▶ **THE REQUEST**
Retype the items character for character, beginning at their first line and stopping after the line that contains "pixel 283 197".

▶ **GIVEN INFORMATION**
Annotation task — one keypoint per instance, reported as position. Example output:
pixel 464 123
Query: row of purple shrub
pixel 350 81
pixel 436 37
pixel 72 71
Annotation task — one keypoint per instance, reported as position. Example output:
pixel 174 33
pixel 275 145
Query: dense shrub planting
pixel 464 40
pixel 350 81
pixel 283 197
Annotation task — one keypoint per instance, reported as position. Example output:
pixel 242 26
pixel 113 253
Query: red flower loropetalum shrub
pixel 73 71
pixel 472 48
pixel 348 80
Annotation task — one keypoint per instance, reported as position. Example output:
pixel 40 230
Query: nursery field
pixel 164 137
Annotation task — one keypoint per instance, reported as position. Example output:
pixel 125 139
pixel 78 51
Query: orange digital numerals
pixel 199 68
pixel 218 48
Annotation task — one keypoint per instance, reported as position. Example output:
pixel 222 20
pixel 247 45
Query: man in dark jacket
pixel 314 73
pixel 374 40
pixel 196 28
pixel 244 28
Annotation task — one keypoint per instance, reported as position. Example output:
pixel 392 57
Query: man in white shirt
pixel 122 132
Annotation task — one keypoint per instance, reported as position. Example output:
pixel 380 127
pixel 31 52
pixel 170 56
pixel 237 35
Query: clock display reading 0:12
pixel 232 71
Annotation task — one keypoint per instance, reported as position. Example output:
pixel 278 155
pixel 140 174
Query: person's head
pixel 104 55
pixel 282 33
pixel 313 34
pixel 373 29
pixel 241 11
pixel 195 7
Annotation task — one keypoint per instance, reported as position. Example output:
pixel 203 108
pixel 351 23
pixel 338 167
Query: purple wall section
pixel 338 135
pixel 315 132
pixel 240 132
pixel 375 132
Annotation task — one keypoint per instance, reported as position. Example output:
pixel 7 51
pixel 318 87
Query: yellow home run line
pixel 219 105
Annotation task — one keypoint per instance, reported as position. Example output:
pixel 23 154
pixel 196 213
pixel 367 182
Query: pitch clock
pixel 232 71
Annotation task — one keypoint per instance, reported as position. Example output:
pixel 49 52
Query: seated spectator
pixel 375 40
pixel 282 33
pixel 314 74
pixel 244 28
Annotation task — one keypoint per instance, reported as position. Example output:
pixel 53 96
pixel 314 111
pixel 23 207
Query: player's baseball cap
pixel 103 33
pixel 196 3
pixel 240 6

▶ **EXERCISE ANSWER**
Annotation task — one keypoint per instance, reported as position. Example output:
pixel 464 123
Query: row of purple shrub
pixel 350 81
pixel 436 37
pixel 72 71
Annotation task — one keypoint per instance, reported as position. Example output:
pixel 174 33
pixel 275 145
Query: dense shrub planting
pixel 464 40
pixel 350 81
pixel 283 197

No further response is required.